Jan. 29 Deadline for Public Comment on Youth Cohort for World Trade Center Health Program
The federally administered World Trade Center Health Program has extended the deadline through which it will accept public comment on the creation of a Youth Cohort until Monday, January 29. The program proposes to track the health of people exposed as children to toxic debris from the terrorist attacks of September 11, 2001. Anyone wishing to comment on this proposal should click here to submit a response.
The Youth Cohort was initially authorized in December, 2022, when an amendment to a federal funding measure provided for a Research Cohort for Emerging Health Impacts on Youth (defined as people who were 21 years of age or younger on September 11, 2001), with a four-phase rollout. Currently, Phase I seeks to gather information from educators, scientists, and community members on options for establishing a youth cohort that will support future research. Phase II will use this information to develop a strategy for establishing the youth cohort. Phase III will seek the opinions of the community in ranking these options. Finally, Phase IV will begin implementation of the Youth Cohort.
For now, the Health Program is seeking insights from the public on several issues: health conditions (along with potential social and educational impacts) that may be priorities for future research on young people; ideas about outreach, recruitment, retention, and community involvement; ideas about any potential partnerships in establishing the Youth Cohort; and whether the four-phased approach described above is comprehensive and adequately incorporates community involvement.
“People who experienced September 11 as children remain grossly understudied,” explains Kimberly Flynn, the director of 9/11 Environmental Action, a non-profit advocacy group whose mission is to ensure that those who were affected physically or emotionally by the attacks receive appropriate care. “Young survivors, exposed to the disaster as children, are now entering the conversation. They will play a major and meaningful role in shaping cohort-related plans.”

**Information provided**
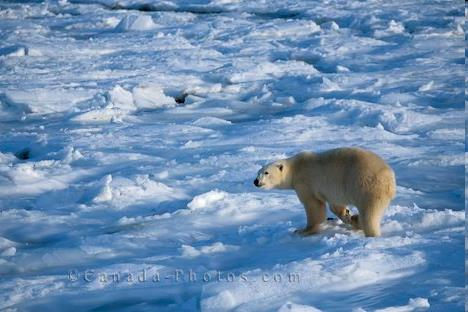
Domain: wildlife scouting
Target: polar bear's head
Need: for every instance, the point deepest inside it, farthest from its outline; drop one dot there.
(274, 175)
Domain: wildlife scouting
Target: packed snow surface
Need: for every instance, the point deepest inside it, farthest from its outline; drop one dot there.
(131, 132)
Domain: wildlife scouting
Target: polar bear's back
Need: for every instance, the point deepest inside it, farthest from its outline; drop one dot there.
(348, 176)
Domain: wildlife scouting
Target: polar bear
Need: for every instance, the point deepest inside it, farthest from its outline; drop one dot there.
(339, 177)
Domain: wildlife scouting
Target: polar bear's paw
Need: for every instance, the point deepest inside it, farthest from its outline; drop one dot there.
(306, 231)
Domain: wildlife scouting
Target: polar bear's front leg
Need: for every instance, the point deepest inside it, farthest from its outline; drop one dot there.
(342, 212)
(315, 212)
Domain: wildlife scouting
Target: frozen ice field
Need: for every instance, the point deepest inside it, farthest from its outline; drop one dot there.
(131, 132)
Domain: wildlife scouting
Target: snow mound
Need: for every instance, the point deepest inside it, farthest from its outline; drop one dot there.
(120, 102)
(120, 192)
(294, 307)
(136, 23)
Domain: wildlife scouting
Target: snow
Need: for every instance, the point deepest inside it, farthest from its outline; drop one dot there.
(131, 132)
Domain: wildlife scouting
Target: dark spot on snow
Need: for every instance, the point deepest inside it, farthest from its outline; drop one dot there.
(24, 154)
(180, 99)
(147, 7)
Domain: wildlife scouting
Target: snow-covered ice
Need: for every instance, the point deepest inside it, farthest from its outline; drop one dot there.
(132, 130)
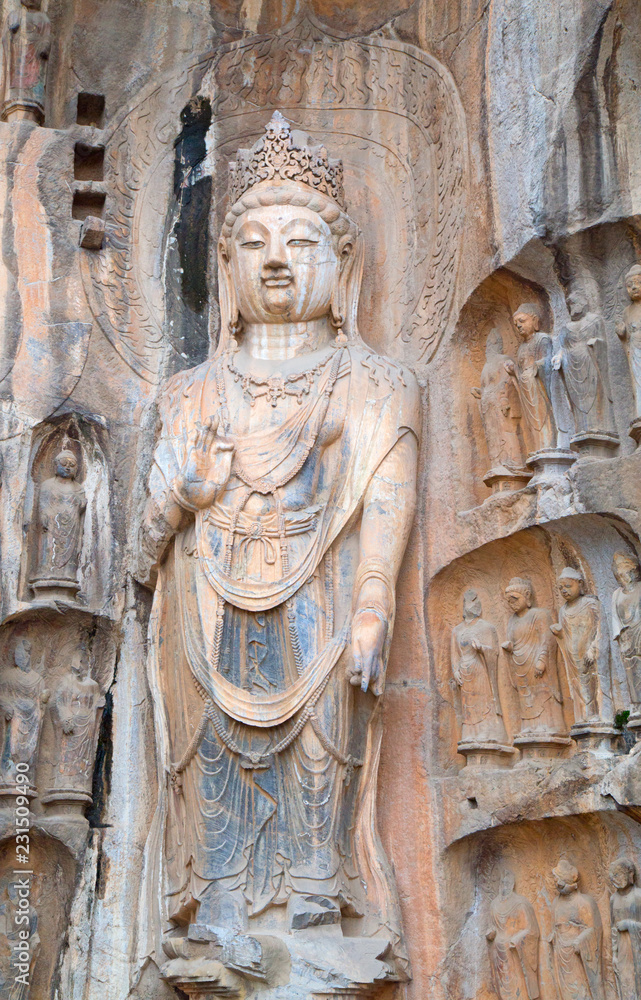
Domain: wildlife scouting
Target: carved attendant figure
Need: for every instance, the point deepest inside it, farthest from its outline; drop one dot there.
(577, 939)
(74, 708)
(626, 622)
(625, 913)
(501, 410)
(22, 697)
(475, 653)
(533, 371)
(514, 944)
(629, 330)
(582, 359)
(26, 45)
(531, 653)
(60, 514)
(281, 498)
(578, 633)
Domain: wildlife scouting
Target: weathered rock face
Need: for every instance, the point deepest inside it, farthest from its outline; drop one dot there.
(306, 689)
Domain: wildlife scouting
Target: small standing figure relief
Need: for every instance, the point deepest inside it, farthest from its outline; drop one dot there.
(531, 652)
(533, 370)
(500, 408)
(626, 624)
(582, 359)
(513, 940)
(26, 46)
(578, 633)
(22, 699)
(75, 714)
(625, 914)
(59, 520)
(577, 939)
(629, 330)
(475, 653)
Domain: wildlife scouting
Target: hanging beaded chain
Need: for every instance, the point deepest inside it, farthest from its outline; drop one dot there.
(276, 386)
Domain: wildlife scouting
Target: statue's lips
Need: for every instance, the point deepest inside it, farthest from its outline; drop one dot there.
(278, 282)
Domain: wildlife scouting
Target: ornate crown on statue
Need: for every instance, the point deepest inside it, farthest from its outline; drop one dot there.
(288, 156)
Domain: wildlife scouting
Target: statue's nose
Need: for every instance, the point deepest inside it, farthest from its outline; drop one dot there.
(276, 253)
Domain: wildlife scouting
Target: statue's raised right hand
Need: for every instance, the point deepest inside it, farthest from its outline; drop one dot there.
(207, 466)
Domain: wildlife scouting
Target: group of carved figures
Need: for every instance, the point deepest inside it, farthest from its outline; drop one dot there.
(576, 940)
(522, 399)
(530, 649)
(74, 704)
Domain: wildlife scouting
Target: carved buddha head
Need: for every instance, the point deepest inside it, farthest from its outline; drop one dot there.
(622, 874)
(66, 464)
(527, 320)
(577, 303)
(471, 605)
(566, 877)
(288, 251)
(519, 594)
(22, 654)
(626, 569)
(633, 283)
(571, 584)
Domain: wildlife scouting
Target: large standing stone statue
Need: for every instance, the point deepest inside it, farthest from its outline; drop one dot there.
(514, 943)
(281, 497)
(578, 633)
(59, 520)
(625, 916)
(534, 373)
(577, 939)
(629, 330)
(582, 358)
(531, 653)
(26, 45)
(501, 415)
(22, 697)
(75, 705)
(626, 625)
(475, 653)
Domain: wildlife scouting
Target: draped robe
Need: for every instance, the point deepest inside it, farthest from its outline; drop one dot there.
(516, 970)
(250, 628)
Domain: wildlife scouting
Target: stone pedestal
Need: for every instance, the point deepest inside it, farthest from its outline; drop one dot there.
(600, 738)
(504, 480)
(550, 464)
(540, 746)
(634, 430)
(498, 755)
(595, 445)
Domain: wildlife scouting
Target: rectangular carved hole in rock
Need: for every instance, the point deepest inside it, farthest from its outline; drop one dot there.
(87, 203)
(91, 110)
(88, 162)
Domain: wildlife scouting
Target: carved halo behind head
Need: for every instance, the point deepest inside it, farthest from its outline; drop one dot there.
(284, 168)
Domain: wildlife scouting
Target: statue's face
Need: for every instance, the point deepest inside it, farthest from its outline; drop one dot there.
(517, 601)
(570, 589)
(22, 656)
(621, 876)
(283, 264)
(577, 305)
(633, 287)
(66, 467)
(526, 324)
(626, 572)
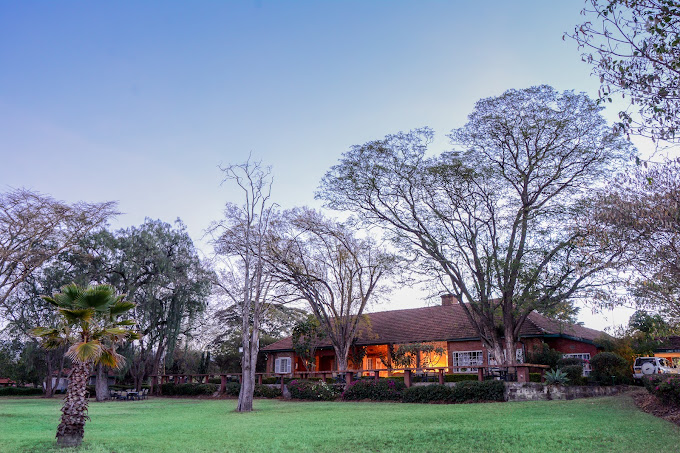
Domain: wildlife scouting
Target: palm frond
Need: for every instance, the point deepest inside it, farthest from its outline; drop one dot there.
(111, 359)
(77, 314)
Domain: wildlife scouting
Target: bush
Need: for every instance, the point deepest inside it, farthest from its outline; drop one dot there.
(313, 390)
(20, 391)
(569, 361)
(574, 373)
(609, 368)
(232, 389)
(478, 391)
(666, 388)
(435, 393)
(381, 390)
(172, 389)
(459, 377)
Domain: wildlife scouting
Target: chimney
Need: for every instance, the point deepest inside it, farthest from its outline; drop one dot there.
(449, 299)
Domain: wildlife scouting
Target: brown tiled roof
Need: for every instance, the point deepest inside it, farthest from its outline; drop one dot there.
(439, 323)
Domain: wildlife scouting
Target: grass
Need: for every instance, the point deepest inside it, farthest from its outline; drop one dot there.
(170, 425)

**Task requirements**
1. Answer these from the Youth Cohort article:
(a) To what date has the deadline for public comment been extended?
(b) What age limit defines youth for the Research Cohort for Emerging Health Impacts on Youth?
(c) Who is the director of 9/11 Environmental Action?
2. Quote the Youth Cohort article word for word, starting at "For now, the" and ending at "incorporates community involvement.".

**Solved problems**
1.
(a) Monday, January 29.
(b) People who were 21 years of age or younger on September 11, 2001.
(c) Kimberly Flynn.

2.
For now, the Health Program is seeking insights from the public on several issues: health conditions (along with potential social and educational impacts) that may be priorities for future research on young people; ideas about outreach, recruitment, retention, and community involvement; ideas about any potential partnerships in establishing the Youth Cohort; and whether the four-phased approach described above is comprehensive and adequately incorporates community involvement.